Given request A:
According to the post on Krugman and Wall Street regulation, why did regulators fail to restrain the excesses of Wall Street? Answer in one to three sentences.

Extract:
=======
In a recent EENR entry I posted about Paul Krugman's blog entry regarding the real reason regulators have failed to reign in the excesses of Wall Street. Essentially, the failure was deliberate -- an effort to systematically remove any and all regulation. I guess causing one Great Depression wasn't enough to wake up the laissez-faire jerks into realizing that the days of unrestricted greed should have remained dead and buried; they've been working like hell to create another while making their money, and they appear to have succeeded.
But I digress. In today's New York Times column, Professor Krugman expands upon this failure to reign in Wall Street by bringing the discussion to the presidential election.
I don’t expect much from John McCain, who has both admitted not knowing much about economics and denied having ever said that. Anyway, lately he’s been busy demonstrating that he doesn’t know much about the Middle East, either.
=======
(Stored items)
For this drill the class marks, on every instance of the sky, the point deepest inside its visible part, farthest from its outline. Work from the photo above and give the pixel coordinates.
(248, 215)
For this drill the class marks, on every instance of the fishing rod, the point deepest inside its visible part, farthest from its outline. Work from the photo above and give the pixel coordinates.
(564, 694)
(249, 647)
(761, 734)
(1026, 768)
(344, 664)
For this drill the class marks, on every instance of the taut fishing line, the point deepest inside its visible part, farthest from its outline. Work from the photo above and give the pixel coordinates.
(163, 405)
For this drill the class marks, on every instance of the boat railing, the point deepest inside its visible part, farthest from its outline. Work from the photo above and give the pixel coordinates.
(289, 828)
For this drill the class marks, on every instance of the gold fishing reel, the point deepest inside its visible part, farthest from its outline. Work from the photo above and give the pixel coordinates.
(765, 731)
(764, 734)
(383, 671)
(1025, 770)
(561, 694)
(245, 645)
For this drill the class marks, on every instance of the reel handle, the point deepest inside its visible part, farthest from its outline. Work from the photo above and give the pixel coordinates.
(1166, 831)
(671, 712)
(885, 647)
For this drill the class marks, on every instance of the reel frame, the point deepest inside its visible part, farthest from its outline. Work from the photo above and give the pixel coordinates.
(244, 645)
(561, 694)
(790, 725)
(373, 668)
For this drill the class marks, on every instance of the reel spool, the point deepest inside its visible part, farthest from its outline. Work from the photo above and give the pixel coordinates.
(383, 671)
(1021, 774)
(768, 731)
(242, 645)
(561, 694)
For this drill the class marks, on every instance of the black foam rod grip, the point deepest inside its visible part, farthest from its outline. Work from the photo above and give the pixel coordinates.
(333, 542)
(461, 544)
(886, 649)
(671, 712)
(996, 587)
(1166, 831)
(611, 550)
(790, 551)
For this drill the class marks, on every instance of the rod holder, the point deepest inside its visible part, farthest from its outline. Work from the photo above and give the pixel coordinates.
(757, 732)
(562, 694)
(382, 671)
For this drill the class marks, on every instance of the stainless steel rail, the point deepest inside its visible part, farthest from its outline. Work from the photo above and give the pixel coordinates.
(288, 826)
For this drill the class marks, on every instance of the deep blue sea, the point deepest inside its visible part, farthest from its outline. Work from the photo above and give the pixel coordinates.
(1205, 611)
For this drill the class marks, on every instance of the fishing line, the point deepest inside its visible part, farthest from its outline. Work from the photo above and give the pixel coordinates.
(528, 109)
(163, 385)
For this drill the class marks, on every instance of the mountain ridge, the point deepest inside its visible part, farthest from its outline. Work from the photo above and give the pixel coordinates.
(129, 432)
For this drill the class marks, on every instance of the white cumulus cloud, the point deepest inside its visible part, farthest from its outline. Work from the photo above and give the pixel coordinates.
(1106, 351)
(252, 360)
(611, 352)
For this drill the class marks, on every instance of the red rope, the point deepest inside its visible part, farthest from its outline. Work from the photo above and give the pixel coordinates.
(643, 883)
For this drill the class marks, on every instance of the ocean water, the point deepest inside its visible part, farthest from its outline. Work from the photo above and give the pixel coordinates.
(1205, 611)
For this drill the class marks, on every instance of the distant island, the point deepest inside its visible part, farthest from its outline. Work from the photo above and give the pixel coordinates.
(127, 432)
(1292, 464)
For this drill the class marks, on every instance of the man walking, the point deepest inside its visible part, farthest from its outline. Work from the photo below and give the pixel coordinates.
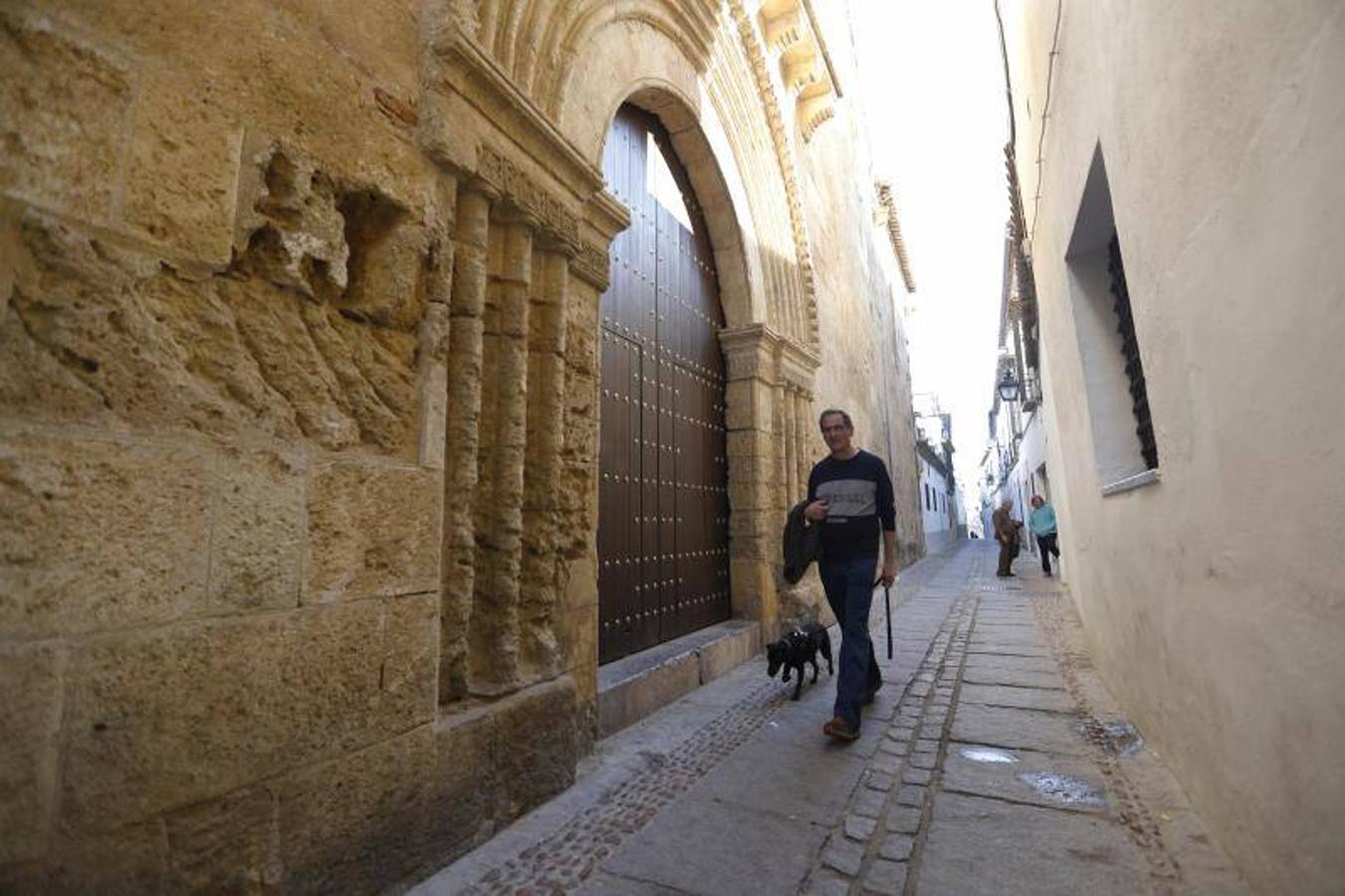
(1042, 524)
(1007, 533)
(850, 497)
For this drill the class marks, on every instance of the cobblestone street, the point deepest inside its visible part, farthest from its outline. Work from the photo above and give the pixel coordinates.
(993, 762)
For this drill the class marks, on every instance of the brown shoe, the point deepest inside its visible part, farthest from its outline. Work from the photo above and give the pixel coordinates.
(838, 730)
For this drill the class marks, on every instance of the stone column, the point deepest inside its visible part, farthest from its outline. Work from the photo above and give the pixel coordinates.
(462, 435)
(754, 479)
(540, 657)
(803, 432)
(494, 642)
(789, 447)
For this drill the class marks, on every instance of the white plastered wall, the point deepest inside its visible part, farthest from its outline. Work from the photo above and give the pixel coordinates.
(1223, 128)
=======
Given request B:
Transcribe the stretch of the stored items from the line containing "of the gold" through the line containing "(1025, 770)".

Written solution A:
The failure was deliberate. It was an effort to systematically remove any and all regulation.

Written solution B:
For this drill the class marks, on every instance of the gold fishing reel, the point deepest inside its visible part, farthest from its outline. Work from the photo above and give the pixel coordinates.
(765, 731)
(764, 734)
(383, 671)
(1025, 770)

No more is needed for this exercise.